■ Task to carry out
Pick up the passage below on the leaching of milled Nb₂O₅-B₂O₃-Mg powders and continue it after its last sentence.

■ Passage to read
Fig. 3 DSC scans of Nb₂O₅-B₂O₃-Mg powders milled for different time

3.2 Phase, chemical and thermal analyses of milled and leached powders

Figure 4 shows the XRD patterns of the Nb₂O₅- B₂O₃-Mg powders milled for 2, 3, 5, 7 and 9 h after leaching. Figure 4 reveals that the unwanted by-product MgO was completely removed from the powder blend after leaching with 4 mol/L HCl and pure niobium boride powders comprising NbB, NbB₂ and Nb₃B₄ phases were obtained. As seen from the XRD patterns of the leached samples, there is no residual magnesium chloride, oxychloride or hydroxychloride as leaching products which indicates the effectiveness of the leaching parameters. The dissolution of MgO was also confirmed by AAS analyses of the leach solutions decanted from the residual powders. The amount of Mg in the leach solution increases from 5337×10^-6 to 8312×10^-6 (mass fraction), as the milling time increases from 3 to 9 h. This shows that the dissolution of MgO in HCl was enhanced with increasing milling time. This phenomenon can be attributed to the higher surface areas of the particles milled for longer time [31].

■ Data excerpt
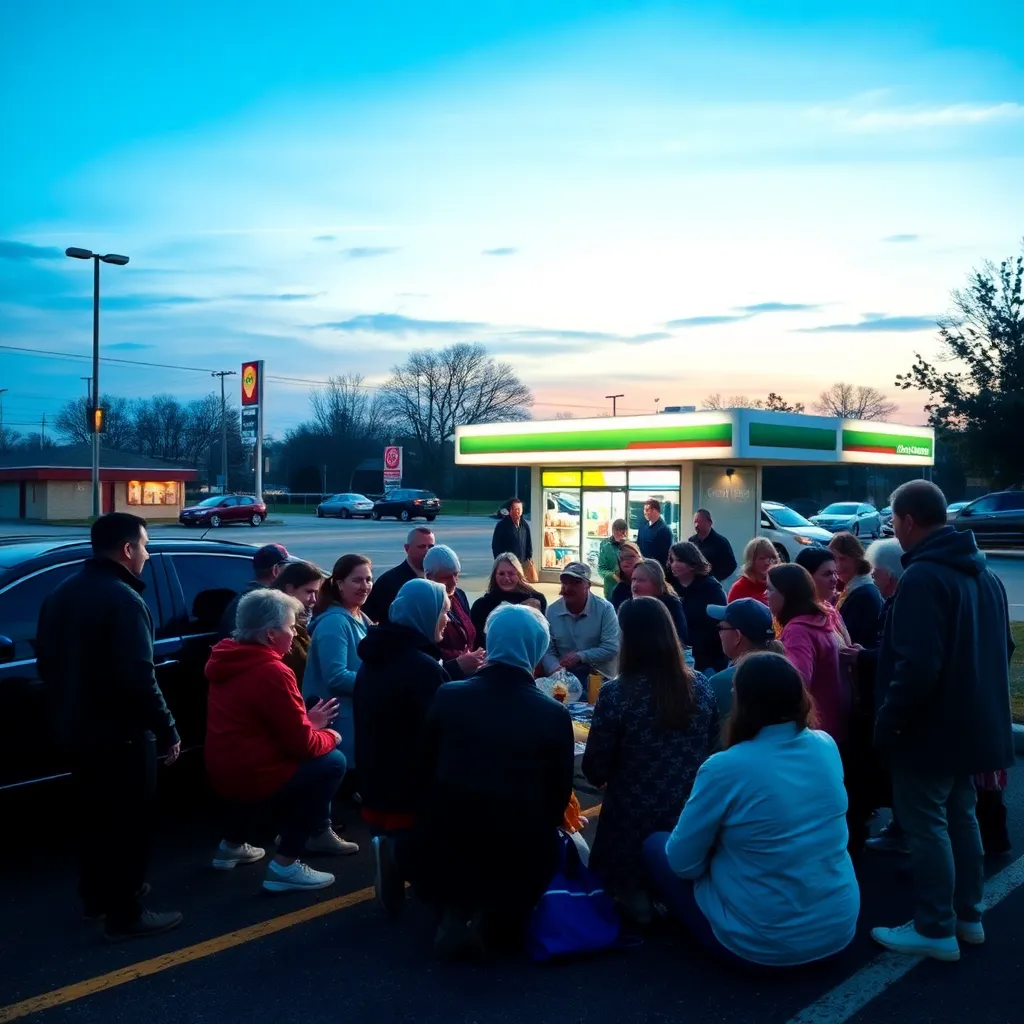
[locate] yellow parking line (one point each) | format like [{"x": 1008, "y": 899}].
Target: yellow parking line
[{"x": 143, "y": 969}]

■ Output for this task
Fig. 4 XRD patterns of Nb₂O₅-B₂O₃-Mg powders milled for different time after leaching

Furthermore, AAS analyses of the leach solution showed that it consists of 35×10^-6 Fe for the powders after milling for 5 h and leaching with 4 mol/L HCl. The remaining Fe impurity in the powders can also be determined from the magnetic measurements, which provided that the material has a ferromagnetic tendency. Figures 5(a) and (b) exhibit the room-temperature magnetic field versus magnetization curves of the Nb₂O₅-B₂O₃-Mg powder milled for 5 h before and after leaching with 4 mol/L HCl. The powders milled for 5 h are paramagnetic (Fig. 5(a)), which points out the presence of Fe impurity in the order of 10^-6. As seen from Fig. 5(b), the mechanochemically synthesized niobium boride powders (NbB-NbB₂-Nb₃B₄) became diamagnetic after leaching treatment which definitely proves the absence of Fe in the resultant powders. Both the AAS analysis and magnetic measurements indicate that Fe impurity released from the milling media is completely removed by HCl leaching as well as MgO.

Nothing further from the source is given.